■ **YOUR ASSIGNMENT**: Whatever runs from the line with "Query: white truck body" to the end of the records below must be copied exactly, with nothing else included.
::::::
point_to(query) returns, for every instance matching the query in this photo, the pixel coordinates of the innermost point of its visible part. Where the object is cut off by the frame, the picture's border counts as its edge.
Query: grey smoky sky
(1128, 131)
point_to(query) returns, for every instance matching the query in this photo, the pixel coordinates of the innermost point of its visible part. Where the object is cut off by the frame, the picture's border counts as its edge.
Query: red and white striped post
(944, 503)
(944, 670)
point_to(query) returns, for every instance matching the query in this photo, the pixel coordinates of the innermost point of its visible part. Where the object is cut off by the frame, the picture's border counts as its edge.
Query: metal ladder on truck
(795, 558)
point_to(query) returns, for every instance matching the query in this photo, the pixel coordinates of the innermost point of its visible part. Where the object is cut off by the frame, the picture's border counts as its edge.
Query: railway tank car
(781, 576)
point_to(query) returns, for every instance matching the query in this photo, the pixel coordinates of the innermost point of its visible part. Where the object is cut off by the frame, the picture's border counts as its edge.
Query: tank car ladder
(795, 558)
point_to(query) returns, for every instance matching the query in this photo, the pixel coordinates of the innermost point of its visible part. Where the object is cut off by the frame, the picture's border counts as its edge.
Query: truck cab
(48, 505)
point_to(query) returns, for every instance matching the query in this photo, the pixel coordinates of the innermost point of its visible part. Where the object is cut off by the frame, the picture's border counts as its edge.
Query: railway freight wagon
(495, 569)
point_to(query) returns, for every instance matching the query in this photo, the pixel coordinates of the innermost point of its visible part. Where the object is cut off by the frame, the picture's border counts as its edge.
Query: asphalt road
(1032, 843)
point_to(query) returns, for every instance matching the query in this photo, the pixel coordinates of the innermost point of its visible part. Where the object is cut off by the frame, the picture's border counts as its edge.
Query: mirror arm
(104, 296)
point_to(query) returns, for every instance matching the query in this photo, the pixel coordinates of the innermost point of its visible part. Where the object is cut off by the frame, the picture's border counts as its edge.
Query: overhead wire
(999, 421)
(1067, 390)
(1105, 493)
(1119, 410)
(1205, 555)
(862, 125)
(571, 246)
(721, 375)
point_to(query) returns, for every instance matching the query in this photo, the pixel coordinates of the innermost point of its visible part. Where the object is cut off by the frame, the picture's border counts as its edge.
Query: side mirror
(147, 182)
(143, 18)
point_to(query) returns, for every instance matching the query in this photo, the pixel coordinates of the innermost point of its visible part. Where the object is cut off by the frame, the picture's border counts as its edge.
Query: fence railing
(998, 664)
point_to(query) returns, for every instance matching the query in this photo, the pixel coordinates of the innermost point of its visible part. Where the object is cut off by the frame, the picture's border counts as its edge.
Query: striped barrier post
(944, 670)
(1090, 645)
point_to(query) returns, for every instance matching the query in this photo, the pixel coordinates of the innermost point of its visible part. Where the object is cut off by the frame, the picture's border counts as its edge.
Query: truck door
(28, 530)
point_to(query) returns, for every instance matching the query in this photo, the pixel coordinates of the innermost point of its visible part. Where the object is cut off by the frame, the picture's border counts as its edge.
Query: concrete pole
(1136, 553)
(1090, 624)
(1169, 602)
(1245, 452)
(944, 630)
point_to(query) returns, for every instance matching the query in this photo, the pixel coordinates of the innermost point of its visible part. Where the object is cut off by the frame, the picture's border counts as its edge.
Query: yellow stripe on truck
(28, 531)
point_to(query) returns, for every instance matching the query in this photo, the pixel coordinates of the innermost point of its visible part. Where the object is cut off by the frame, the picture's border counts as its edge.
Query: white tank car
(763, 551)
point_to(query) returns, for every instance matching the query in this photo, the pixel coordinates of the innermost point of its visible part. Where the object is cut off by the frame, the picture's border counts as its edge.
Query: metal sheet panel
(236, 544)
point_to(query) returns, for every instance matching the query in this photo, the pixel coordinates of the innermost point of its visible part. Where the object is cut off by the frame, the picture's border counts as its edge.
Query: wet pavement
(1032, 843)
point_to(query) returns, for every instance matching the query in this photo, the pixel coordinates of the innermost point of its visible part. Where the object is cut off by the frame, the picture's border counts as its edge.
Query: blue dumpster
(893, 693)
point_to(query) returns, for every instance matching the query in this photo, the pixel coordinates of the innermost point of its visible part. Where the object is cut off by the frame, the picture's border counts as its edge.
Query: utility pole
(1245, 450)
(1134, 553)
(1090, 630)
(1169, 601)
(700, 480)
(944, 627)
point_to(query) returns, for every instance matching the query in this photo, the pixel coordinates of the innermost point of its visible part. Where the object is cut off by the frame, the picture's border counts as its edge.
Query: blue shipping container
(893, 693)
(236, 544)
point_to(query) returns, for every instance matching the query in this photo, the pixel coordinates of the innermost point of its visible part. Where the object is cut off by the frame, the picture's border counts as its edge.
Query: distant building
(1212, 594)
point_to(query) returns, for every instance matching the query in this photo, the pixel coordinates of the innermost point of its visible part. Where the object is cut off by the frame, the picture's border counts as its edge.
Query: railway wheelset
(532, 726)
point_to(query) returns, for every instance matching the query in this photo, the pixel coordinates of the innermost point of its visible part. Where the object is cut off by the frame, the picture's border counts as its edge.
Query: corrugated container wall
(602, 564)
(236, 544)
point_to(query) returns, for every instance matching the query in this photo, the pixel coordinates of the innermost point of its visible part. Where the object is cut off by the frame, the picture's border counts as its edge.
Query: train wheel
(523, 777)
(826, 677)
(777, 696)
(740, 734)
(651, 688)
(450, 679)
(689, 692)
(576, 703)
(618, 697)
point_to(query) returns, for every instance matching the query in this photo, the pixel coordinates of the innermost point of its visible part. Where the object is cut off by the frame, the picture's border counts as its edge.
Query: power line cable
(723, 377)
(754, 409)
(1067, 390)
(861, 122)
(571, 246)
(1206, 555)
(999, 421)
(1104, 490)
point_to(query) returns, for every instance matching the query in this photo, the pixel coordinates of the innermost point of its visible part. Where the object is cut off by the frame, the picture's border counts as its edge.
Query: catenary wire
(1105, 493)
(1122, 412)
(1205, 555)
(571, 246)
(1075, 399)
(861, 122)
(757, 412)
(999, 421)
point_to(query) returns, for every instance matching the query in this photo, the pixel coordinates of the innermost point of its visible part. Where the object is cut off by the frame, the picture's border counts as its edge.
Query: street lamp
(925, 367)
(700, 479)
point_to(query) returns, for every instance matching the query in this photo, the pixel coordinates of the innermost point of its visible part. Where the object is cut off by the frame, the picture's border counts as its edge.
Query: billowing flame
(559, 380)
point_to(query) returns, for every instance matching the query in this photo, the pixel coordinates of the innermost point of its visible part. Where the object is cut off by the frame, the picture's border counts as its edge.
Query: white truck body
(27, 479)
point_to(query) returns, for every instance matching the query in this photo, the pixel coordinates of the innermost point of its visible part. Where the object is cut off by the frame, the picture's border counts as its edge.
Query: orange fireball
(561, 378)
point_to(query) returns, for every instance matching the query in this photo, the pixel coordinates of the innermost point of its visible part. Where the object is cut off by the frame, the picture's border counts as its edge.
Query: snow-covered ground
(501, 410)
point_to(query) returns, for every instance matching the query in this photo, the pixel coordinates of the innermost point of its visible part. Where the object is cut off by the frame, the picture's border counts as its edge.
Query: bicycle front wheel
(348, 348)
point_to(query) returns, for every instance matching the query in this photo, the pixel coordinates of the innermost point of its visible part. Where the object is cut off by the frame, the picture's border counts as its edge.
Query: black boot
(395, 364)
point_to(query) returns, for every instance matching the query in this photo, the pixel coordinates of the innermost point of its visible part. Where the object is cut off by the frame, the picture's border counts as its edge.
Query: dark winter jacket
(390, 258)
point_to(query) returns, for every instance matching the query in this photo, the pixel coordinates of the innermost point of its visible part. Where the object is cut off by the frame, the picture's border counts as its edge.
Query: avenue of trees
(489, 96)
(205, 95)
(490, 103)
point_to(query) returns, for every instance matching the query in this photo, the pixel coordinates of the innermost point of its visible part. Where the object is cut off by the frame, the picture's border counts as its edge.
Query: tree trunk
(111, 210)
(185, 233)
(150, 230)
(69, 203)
::::::
■ **PROBLEM SOLUTION**:
Query: white truck body
(27, 479)
point_to(query) returns, for every instance matching the query in this photo, the pixel coordinates of the innermost point of its visible part. Where the object is cut off by the frame, the picture's border counts as its edge.
Query: orange fireball
(561, 378)
point_to(query) returns, for every instance matching the query in this photo, the pixel coordinates of the innermost point of its visible part. Where the object is cut off by the frame, the picture's border counts as its edge.
Query: snow-covered ground
(501, 410)
point_to(query) returns, for every instance matching the query in this photo, the pixel coordinates of the innermost point of its visible part. Where the object is cut off by the frame, the picture's border counts as its edge.
Query: bicycle front wheel
(348, 348)
point_to(query) returns, for every instance matching the query in this photo, the pixel coordinates of the innermost point of its visible part. Where the object is cut off by the frame, the picture's border counts as its edge.
Query: black boot
(395, 364)
point_to(query) returns, for every instance matching the query in this photo, the pixel coordinates of the innermost point of its visible part. Where the object is cut off by the frame, the picture's border counts as its edge.
Query: dark winter jacket
(390, 258)
point_to(query) returns, for every instance matching the query in this photo, the pixel coordinates of the innermost point of its visible part. Where the object is cut off by the frame, the picture's border counts as its edge.
Query: avenue of trees
(489, 96)
(205, 95)
(490, 103)
point_to(query) returns, for every instance matching the query in this photo, the pixel coordinates of the innermost point of its visible part. Where the object is cut off by the frame, the picture's border counts as its edge.
Query: tree trunk
(111, 210)
(185, 233)
(150, 230)
(69, 203)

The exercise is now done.